[TRECHO DO TEXTO]
(in. Socialism; fr. Socialistne; al. Sozialismus; it. Socialismo).
Este termo, que se difundiu na Inglaterra (em oposição a individualismo) nas primeiras décadas do séc. XIX, tem duas significações principais:
1) Uma significação mais ampla, designando, em geral, qualquer doutrina que defenda ou preconize a reorganização da sociedade em bases coletivistas. Nesse sentido, são socialismo o de Platão e o de Marx, o de Owen e o de Proudhon, o de Lênin e o de Stálin. Refere-se a esse significado a distinção feita por Marx e Engels entre socialismo utópico, para o qual a sociedade socialista é um ideal que não leva em conta as vias ou os modos de realizá-la, e o socialismo científico, que, sem apresentar qualquer ideal, prevê o advento inevitável da sociedade socialista com base nas próprias leis que determinam o desenvolvimento da sociedade capitalista (cf. sobre esta distinção, especialmente: Engels, Antiduhring, 1878, introdução e cap. I da III parte).
Neste sentido, o termo é muito vago e indica qualquer aspiração, ideal, tendência ou doutrina que tenha em vista alguma transformação da sociedade atual em sentido coletivista.
2) Em sentido mais restrito, entendem-se por socialismo as correntes coletivistas que se distinguem do comunismo e se opõem a ele, enquanto: a) excluem a necessidade da ditadura do proletariado; b) excluem que tal ditadura possa ser exercida, em nome do proletariado, por qualquer partido político; c) excluem a diferença radical, que se observa nos países de regime comunista, entre a qualidade de vida da elite dirigente e a da maioria dos cidadãos; d) excluem a subordinação da vida cultural às exigências do partido, à vontade de seus dirigentes; e) exigem respeito às regras do método democrático.
A distinção das formas históricas que o socialismo assumiu diz respeito à política mais que à filosofia, não pertencendo, portanto, à sua alçada. [Abbagnano]
O socialismo apresenta-se como uma espécie de mundividência, como sistema de ordem social e, acima de tudo, como movimento de crítica e de reforma social no âmbito da política e da organização cooperativa e sindical. Resultante da confluência de fontes ideológicas as mais variadas e até contraditórias, o socialismo hoje mais do que nunca está longe de possuir unidade de pensamento. Entre meados do século XIX e a primeira guerra mundial prepondera o socialismo marxista até ao ponto de se ter formado uma visão unitária do mundo e de o socialismo se poder equiparar ao marxismo. Desde que se tornou definitiva a cisão do socialismo marxista em uma ala comunista e outra revisionista, partidária da democracia livre, desligando-se a segunda cada vez mais, não só do materialismo dialético e histórico, mas também das doutrinas econômicas de Marx, o socialismo não comunista deixou de ter uma base comum como laço de união resta unicamente uma declarada atitude de crítica social contra a economia do capitalismo e a sociedade capitalista (integrada por classes). Embora não generalizada, amplia-se mais e mais uma atuação prática (ética) que prescinde de toda e qualquer consideração relativa a uma ordem ultramundana.

[Registros de anotação de segmentação]

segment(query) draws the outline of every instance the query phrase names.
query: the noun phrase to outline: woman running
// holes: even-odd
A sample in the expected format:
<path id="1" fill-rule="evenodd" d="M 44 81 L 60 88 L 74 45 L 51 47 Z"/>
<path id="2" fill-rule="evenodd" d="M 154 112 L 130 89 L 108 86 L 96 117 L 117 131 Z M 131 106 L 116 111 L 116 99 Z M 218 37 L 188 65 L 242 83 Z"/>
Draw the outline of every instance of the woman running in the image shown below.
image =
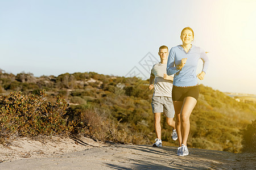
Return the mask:
<path id="1" fill-rule="evenodd" d="M 175 74 L 172 88 L 172 100 L 176 114 L 179 147 L 178 156 L 187 156 L 187 146 L 189 133 L 189 116 L 197 101 L 199 95 L 198 78 L 204 79 L 209 66 L 209 59 L 205 51 L 194 46 L 191 42 L 194 40 L 194 32 L 189 27 L 184 28 L 180 35 L 182 45 L 171 49 L 167 62 L 167 73 Z M 203 61 L 201 73 L 196 71 L 199 59 Z"/>

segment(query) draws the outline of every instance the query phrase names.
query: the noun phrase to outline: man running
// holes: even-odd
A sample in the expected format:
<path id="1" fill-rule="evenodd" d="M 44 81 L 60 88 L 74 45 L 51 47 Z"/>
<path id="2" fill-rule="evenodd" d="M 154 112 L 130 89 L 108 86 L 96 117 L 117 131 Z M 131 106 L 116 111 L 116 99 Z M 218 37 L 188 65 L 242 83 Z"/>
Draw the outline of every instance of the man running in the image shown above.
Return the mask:
<path id="1" fill-rule="evenodd" d="M 155 64 L 151 70 L 150 78 L 150 90 L 154 90 L 152 97 L 152 110 L 154 114 L 155 130 L 156 138 L 154 147 L 162 147 L 161 139 L 161 113 L 166 116 L 167 124 L 172 128 L 172 138 L 177 139 L 174 120 L 175 111 L 172 99 L 172 89 L 174 77 L 167 75 L 166 67 L 168 56 L 168 47 L 162 45 L 159 48 L 158 54 L 161 61 Z M 154 83 L 154 84 L 153 84 Z"/>

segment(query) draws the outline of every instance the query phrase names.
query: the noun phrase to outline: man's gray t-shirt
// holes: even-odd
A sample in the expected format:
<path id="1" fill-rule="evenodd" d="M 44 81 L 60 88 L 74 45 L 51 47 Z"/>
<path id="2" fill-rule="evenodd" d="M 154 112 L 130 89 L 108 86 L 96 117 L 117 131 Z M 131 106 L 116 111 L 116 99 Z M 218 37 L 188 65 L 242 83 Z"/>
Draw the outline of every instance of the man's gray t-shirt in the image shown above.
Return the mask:
<path id="1" fill-rule="evenodd" d="M 155 78 L 154 96 L 172 97 L 172 81 L 163 78 L 164 74 L 166 74 L 167 65 L 167 63 L 163 64 L 159 62 L 152 68 L 151 75 Z"/>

[TAREFA A RESOLVER]
Por favor, transcreva sem alterações o trecho do texto sobre o socialismo que começa em "Neste sentido, o" e termina em "do método democrático.".

[RESULTADO DA TAREFA]
Neste sentido, o termo é muito vago e indica qualquer aspiração, ideal, tendência ou doutrina que tenha em vista alguma transformação da sociedade atual em sentido coletivista.
2) Em sentido mais restrito, entendem-se por socialismo as correntes coletivistas que se distinguem do comunismo e se opõem a ele, enquanto: a) excluem a necessidade da ditadura do proletariado; b) excluem que tal ditadura possa ser exercida, em nome do proletariado, por qualquer partido político; c) excluem a diferença radical, que se observa nos países de regime comunista, entre a qualidade de vida da elite dirigente e a da maioria dos cidadãos; d) excluem a subordinação da vida cultural às exigências do partido, à vontade de seus dirigentes; e) exigem respeito às regras do método democrático.